Return the records below in full. Keep every word exact and skip the images.

Supplied records below:

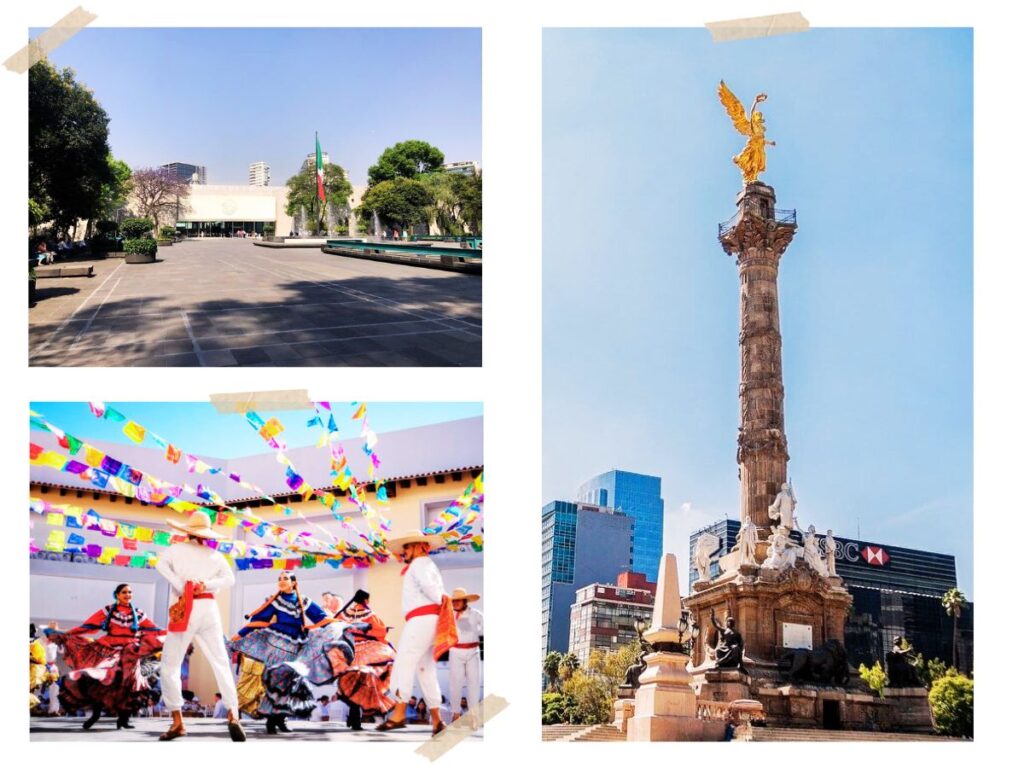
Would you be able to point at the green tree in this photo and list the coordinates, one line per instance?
(406, 160)
(555, 708)
(875, 677)
(551, 664)
(951, 699)
(458, 202)
(401, 204)
(302, 194)
(592, 700)
(114, 194)
(68, 148)
(953, 601)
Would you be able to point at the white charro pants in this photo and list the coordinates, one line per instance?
(415, 658)
(464, 667)
(205, 629)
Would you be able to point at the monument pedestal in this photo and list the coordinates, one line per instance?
(910, 709)
(722, 685)
(624, 709)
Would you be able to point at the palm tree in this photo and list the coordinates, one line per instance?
(551, 664)
(953, 601)
(568, 666)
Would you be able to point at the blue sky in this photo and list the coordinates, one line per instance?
(641, 304)
(199, 428)
(227, 97)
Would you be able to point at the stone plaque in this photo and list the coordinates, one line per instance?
(797, 636)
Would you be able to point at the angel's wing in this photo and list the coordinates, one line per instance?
(734, 109)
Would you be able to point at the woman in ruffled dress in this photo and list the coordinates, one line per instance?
(363, 683)
(117, 671)
(291, 636)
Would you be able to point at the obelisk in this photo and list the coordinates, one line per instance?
(758, 236)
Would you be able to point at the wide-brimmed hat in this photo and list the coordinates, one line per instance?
(415, 537)
(198, 525)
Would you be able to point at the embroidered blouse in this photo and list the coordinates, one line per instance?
(283, 615)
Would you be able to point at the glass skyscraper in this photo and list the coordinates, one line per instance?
(640, 498)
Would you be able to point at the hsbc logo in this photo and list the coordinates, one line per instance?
(875, 555)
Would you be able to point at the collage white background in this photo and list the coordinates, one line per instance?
(509, 382)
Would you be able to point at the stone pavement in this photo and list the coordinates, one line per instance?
(209, 730)
(226, 302)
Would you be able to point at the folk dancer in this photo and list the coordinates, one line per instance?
(464, 658)
(429, 628)
(115, 672)
(291, 636)
(364, 684)
(196, 573)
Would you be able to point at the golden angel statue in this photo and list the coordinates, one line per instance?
(752, 160)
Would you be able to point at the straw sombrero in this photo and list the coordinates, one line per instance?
(415, 537)
(198, 525)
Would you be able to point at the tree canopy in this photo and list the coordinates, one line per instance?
(68, 148)
(406, 160)
(302, 192)
(159, 190)
(400, 203)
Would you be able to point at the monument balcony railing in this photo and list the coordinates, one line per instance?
(782, 216)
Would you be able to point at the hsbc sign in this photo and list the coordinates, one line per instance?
(860, 554)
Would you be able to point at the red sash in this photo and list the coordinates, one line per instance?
(430, 609)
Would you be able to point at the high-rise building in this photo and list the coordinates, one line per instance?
(603, 614)
(259, 174)
(896, 592)
(640, 498)
(311, 159)
(187, 172)
(582, 544)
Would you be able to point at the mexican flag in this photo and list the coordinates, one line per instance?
(320, 172)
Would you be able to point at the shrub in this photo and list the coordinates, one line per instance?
(555, 708)
(141, 246)
(137, 227)
(951, 698)
(876, 677)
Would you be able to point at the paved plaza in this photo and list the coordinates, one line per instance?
(208, 730)
(227, 302)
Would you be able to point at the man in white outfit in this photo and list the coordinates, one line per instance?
(196, 572)
(423, 602)
(464, 658)
(53, 691)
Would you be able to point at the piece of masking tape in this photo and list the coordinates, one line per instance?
(57, 35)
(456, 732)
(241, 402)
(744, 29)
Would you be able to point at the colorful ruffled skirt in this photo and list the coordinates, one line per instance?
(364, 681)
(117, 677)
(293, 666)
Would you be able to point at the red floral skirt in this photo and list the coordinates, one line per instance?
(365, 681)
(117, 674)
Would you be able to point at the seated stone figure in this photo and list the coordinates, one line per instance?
(729, 650)
(899, 666)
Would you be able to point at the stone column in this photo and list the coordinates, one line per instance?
(666, 701)
(758, 238)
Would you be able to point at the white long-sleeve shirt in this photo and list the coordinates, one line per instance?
(189, 562)
(422, 585)
(470, 626)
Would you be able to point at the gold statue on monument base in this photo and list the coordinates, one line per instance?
(752, 160)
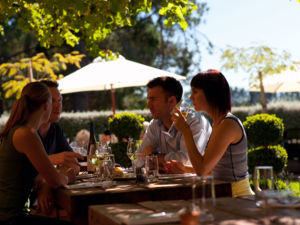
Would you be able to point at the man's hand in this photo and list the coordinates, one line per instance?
(69, 172)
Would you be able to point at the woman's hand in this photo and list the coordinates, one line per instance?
(179, 120)
(174, 167)
(65, 158)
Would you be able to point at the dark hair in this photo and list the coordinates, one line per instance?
(50, 83)
(170, 85)
(216, 89)
(107, 132)
(33, 96)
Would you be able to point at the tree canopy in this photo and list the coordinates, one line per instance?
(258, 62)
(55, 22)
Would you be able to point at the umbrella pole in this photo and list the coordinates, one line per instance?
(113, 99)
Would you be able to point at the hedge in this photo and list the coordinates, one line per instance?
(72, 122)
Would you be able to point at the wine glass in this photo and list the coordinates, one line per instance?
(96, 162)
(132, 146)
(207, 198)
(263, 187)
(151, 166)
(186, 108)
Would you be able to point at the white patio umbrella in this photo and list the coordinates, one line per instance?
(286, 81)
(105, 75)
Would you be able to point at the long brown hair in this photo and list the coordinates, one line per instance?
(33, 96)
(216, 89)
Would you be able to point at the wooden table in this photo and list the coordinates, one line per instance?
(76, 201)
(228, 211)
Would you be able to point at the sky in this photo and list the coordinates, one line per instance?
(245, 23)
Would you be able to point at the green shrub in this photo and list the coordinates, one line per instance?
(273, 155)
(119, 150)
(263, 130)
(125, 125)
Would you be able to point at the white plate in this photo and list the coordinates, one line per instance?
(172, 176)
(84, 176)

End of Supplied records.

Result of this exercise:
Would you be able to point at the green tree in this photo and list the coordinates, one line per instance?
(406, 160)
(555, 708)
(875, 677)
(551, 664)
(951, 699)
(458, 202)
(401, 204)
(302, 194)
(592, 700)
(114, 194)
(68, 148)
(953, 601)
Would you be able to point at the white charro pants in this photo and list the coordinates, one line per instance?
(415, 658)
(464, 667)
(205, 629)
Would you be able to point at the monument pedestal in this photo and list the coordinates, one line per instance?
(910, 709)
(722, 685)
(624, 709)
Would you be able to point at the palm tree in this photo and list the coordinates, one line per instance?
(551, 664)
(953, 601)
(568, 666)
Would you be able to point at the blue sky in this photo and list the coordinates, one line per instance?
(641, 304)
(199, 428)
(227, 97)
Would you be able to point at the stone plaque in this photo and list the coordinates, one line per instance?
(797, 636)
Would you be able to point at the angel's wing in this photo and list the coordinates, one line per instance?
(734, 109)
Would you be able to point at the woman in ruffled dress in this photo and list the coordinates, one line per instance?
(363, 683)
(117, 671)
(291, 636)
Would you be able to point at the obelisk in this photo and list the coordinates, one line per instance?
(758, 236)
Would you be able to point at the wide-brimmed hat in this photo and list the coordinates, one line per instance?
(415, 537)
(198, 525)
Would you be able to point at the embroidered blouse in this photo and list the coordinates, one line per instance?
(283, 615)
Would you be able to point at the glass skyscraper in this photo and list the coordinates, one line per instance?
(640, 498)
Would you be able to point at the hsbc logo in this photo and list the coordinates, one line per instance?
(875, 555)
Would you be able to point at the collage white background in this photo and list the coordinates, one line per instance?
(509, 382)
Would you be able to point at the stone pavement in this photo and list the coordinates, one line per instance?
(209, 730)
(226, 302)
Would you be able to point at the folk dancer in this photo and list the coordinates, one line per instance?
(464, 658)
(429, 628)
(115, 672)
(291, 636)
(364, 684)
(196, 573)
Would you be able to point at the golden angel statue in this photo and list the coordinates, one line per instance?
(752, 160)
Would you be able to point at the straw sombrero in this photo and list the coordinates, one line per instance?
(415, 537)
(198, 525)
Would you be able to point at the tree canopy in this photo and list the coordinates, one line per instance?
(68, 148)
(406, 160)
(302, 192)
(159, 190)
(400, 203)
Would you be able to point at the monument balcony railing in this photo and list the coordinates, one line per instance?
(782, 216)
Would you be able to point at the hsbc sign in this photo and list the coordinates, one line per instance?
(860, 554)
Would you be able to point at the red sash in this photo and list the coordinates, one line per instance?
(430, 609)
Would you be able to point at the high-rise building in this photo and list the coordinates, one line per instance?
(603, 614)
(259, 174)
(896, 592)
(640, 498)
(311, 159)
(187, 172)
(582, 544)
Would you be able to point at the mexican flag in this photo and list the coordinates, one line per instance?
(320, 172)
Would you be able to point at the shrub in this photo and list the coordinates, one line per instance?
(555, 708)
(141, 246)
(137, 227)
(951, 698)
(876, 677)
Would you be able to point at the paved plaza in this photo and list the coordinates, one line per instance?
(208, 730)
(227, 302)
Would you be able to point at the man in white outfit in this photo and list the coordinates, one line per instance?
(196, 572)
(423, 602)
(464, 658)
(53, 691)
Would you be able to point at the piece of masking tape in this photo and list the coordinates, one line per instance?
(57, 35)
(456, 732)
(241, 402)
(744, 29)
Would you be able to point at the colorful ruffled skirt in this photo and list the coordinates, one line per instance?
(364, 681)
(117, 677)
(293, 666)
Would you be able to point at the red floral skirt in this photo and list the coordinates, one line per instance?
(365, 681)
(117, 674)
Would you be able to point at the seated stone figure in this photo and list the coordinates, one line per instance?
(729, 650)
(899, 666)
Would you be able to point at the stone column in this photo and list the coordinates, one line per instance?
(666, 701)
(758, 238)
Would you be able to point at the white long-sleeve shirt in this photo and list the coordinates, one line per instance?
(189, 562)
(422, 585)
(470, 626)
Would you be able to point at the gold statue on monument base in this photo and list the coordinates, one line per instance?
(752, 160)
Would you be able to point at the man's hand in this photo and list the coordinates, one line per instance?
(69, 172)
Would you be able to point at the woman's hand in this photo and list the coordinates, one line per instance?
(179, 120)
(174, 167)
(65, 158)
Would you be able to point at the dark hair in this photo and list the coordinates, one line per instance?
(50, 83)
(170, 85)
(216, 89)
(107, 132)
(33, 96)
Would you be able to point at the tree canopy in this photo and list the coordinates, one line per instance?
(258, 62)
(55, 22)
Would you be able to point at the umbrella pole in this photo and list the coordinates, one line per instance?
(113, 99)
Would you be able to point at the hedge in this photo and list the coordinates, one line per instance?
(72, 122)
Would you be able to point at the wine glass in this photo and list the coordinates, one line per instance?
(96, 162)
(132, 146)
(207, 198)
(263, 187)
(151, 166)
(186, 108)
Would you be able to point at the white patio umbrella in this photo and list the coordinates, one line per instance?
(286, 81)
(105, 75)
Would you be able to point at the long brown hair in this photo and list the coordinates, one line per instance?
(33, 96)
(216, 89)
Would you be able to point at the wooden table in this photo and list the coordinates, one line per instance?
(76, 201)
(228, 211)
Would you be able to point at the sky in this photo and list the coordinates, one line per instance?
(245, 23)
Would you be able to point at the green shrub in this photo and list the coordinates, one line per instance?
(273, 155)
(119, 150)
(263, 130)
(125, 125)
Would you be able to point at the white plate in this photo and list the coordinates, one line per instance?
(172, 176)
(84, 176)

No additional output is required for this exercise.